What to do -> Reproduce word for word the rows starting with the line that contains "Shelf-audit task: drop a dot on every instance of the paw" and going on through the end of the rows. Leave the pictures out of your copy.
#####
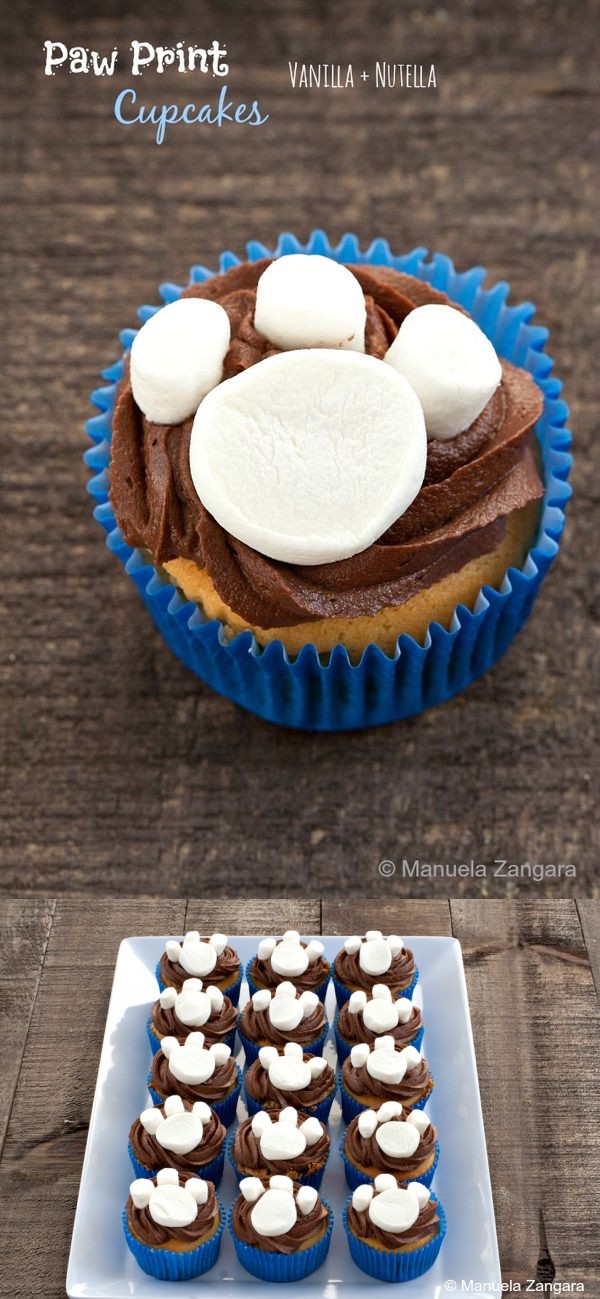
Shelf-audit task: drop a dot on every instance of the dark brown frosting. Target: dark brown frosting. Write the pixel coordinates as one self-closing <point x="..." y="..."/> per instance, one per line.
<point x="366" y="1152"/>
<point x="217" y="1087"/>
<point x="218" y="1025"/>
<point x="150" y="1152"/>
<point x="261" y="1089"/>
<point x="472" y="481"/>
<point x="399" y="976"/>
<point x="264" y="976"/>
<point x="248" y="1155"/>
<point x="424" y="1229"/>
<point x="151" y="1233"/>
<point x="257" y="1026"/>
<point x="227" y="964"/>
<point x="412" y="1087"/>
<point x="307" y="1229"/>
<point x="353" y="1029"/>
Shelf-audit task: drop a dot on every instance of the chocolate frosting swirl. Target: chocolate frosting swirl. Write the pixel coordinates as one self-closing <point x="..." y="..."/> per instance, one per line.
<point x="151" y="1233"/>
<point x="353" y="1029"/>
<point x="257" y="1026"/>
<point x="399" y="976"/>
<point x="307" y="1229"/>
<point x="150" y="1152"/>
<point x="366" y="1152"/>
<point x="218" y="1025"/>
<point x="227" y="965"/>
<point x="416" y="1084"/>
<point x="422" y="1230"/>
<point x="248" y="1155"/>
<point x="472" y="482"/>
<point x="261" y="1089"/>
<point x="217" y="1087"/>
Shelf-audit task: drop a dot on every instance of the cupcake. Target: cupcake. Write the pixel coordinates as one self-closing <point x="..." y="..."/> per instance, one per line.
<point x="378" y="1073"/>
<point x="362" y="1019"/>
<point x="390" y="1139"/>
<point x="195" y="1072"/>
<point x="365" y="963"/>
<point x="394" y="1232"/>
<point x="175" y="1015"/>
<point x="290" y="1077"/>
<point x="281" y="1230"/>
<point x="273" y="1019"/>
<point x="173" y="1225"/>
<point x="288" y="960"/>
<point x="181" y="1135"/>
<point x="201" y="958"/>
<point x="281" y="1141"/>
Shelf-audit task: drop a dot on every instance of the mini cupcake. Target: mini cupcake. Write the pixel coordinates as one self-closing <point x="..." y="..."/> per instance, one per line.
<point x="373" y="960"/>
<point x="201" y="958"/>
<point x="394" y="1232"/>
<point x="173" y="1225"/>
<point x="290" y="1077"/>
<point x="281" y="1141"/>
<point x="370" y="1076"/>
<point x="364" y="1019"/>
<point x="175" y="1015"/>
<point x="281" y="1230"/>
<point x="286" y="959"/>
<point x="273" y="1019"/>
<point x="195" y="1072"/>
<point x="394" y="1141"/>
<point x="178" y="1134"/>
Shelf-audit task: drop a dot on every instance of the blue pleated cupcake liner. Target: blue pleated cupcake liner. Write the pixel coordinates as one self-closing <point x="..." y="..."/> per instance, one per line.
<point x="344" y="1047"/>
<point x="225" y="1109"/>
<point x="155" y="1042"/>
<point x="395" y="1265"/>
<point x="211" y="1172"/>
<point x="253" y="987"/>
<point x="282" y="1267"/>
<point x="329" y="693"/>
<point x="343" y="993"/>
<point x="307" y="1180"/>
<point x="233" y="993"/>
<point x="172" y="1265"/>
<point x="355" y="1177"/>
<point x="351" y="1107"/>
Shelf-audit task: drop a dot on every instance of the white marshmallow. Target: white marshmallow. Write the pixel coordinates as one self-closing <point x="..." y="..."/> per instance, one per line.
<point x="305" y="300"/>
<point x="451" y="365"/>
<point x="177" y="357"/>
<point x="309" y="456"/>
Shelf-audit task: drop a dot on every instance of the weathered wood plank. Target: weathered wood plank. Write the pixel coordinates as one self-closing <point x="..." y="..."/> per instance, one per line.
<point x="535" y="1022"/>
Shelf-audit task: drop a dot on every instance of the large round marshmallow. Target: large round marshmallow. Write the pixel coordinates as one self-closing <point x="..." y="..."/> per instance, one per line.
<point x="451" y="365"/>
<point x="177" y="357"/>
<point x="304" y="300"/>
<point x="309" y="456"/>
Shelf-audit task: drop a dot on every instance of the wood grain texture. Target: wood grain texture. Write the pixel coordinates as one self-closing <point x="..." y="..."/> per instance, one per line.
<point x="121" y="770"/>
<point x="535" y="1022"/>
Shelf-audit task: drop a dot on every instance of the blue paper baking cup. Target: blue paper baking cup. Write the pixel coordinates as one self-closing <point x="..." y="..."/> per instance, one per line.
<point x="343" y="993"/>
<point x="329" y="693"/>
<point x="351" y="1107"/>
<point x="282" y="1267"/>
<point x="344" y="1047"/>
<point x="355" y="1177"/>
<point x="169" y="1265"/>
<point x="395" y="1265"/>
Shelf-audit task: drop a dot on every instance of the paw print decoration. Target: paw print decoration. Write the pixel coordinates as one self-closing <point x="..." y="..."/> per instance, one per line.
<point x="191" y="1061"/>
<point x="168" y="1203"/>
<point x="277" y="1207"/>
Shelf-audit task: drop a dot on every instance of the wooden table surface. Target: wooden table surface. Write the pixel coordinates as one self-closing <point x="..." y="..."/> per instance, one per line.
<point x="121" y="770"/>
<point x="530" y="971"/>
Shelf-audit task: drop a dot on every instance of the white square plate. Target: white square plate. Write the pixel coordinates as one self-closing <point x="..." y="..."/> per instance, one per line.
<point x="100" y="1264"/>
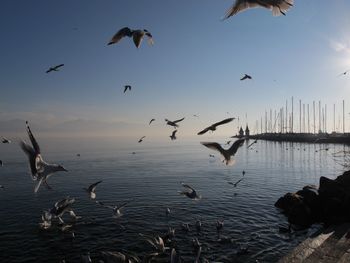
#####
Answer to the problem ->
Shelf-audit task: drop a dot on every instance of the paw print decoration. Target: paw print decoration. Write the pixel coordinates as one self-closing <point x="..." y="..."/> per instance, one per line.
<point x="191" y="1061"/>
<point x="168" y="1203"/>
<point x="277" y="1207"/>
Shelf-audit task: drop a dot on every instance of the wooden table surface. Target: wooden table surface. Write the pixel coordinates as one self-closing <point x="..." y="..."/> per instance, one per line.
<point x="121" y="770"/>
<point x="530" y="971"/>
Shelf-audit task: drop a dot on every instance of the white square plate. Target: white square plate. Write the pixel coordinates as one self-closing <point x="..." y="..."/> per instance, one per line.
<point x="100" y="1264"/>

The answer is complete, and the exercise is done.